(Records from a dataset)
--- begin ---

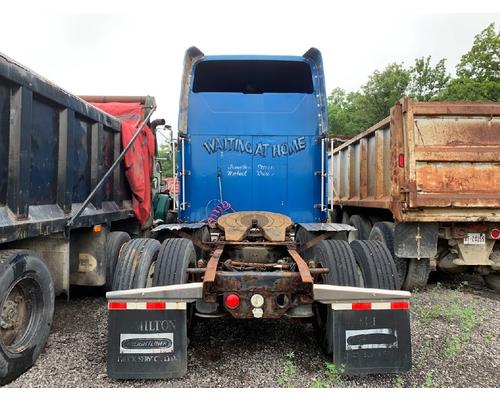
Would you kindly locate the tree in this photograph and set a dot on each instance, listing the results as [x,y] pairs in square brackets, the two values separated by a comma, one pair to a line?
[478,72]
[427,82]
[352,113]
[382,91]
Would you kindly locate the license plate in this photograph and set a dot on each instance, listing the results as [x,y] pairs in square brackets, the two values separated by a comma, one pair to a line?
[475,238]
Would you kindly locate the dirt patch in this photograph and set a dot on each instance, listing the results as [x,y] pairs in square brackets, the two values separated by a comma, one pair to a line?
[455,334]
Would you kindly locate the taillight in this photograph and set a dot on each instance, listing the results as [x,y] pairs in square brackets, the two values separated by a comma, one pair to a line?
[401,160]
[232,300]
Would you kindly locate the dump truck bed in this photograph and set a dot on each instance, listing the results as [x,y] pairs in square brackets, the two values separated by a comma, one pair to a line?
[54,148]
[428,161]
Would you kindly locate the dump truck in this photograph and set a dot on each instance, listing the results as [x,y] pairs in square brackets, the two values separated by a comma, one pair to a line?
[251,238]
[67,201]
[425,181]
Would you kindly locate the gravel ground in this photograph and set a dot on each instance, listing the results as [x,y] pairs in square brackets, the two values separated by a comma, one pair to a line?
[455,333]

--- end ---
--- begin ---

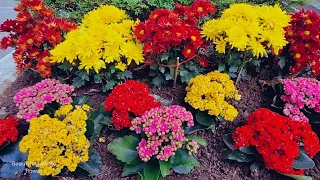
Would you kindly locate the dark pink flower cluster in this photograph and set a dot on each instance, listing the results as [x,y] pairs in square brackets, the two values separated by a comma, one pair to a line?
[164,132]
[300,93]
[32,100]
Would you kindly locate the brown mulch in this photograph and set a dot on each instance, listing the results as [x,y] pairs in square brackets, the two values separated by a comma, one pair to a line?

--- end ---

Objective:
Copy everything from the line containing "Would you kindly locate the dark" down to the line containing "Would you kindly locate the brown", both of those lines included.

Written answer:
Would you kindly locate the dark pink flower cluster in this photograph and set a dot on each instance, listing the results as [x,y] pairs in square brackets, the two values separated by a comma, one pair to a line?
[164,132]
[300,93]
[32,100]
Would you kindly locate the brown mulch in this photograph and set a dot on each instance, listing the results as [x,y] pairs in square brackets, the two values separated by a comma, one pair to a line?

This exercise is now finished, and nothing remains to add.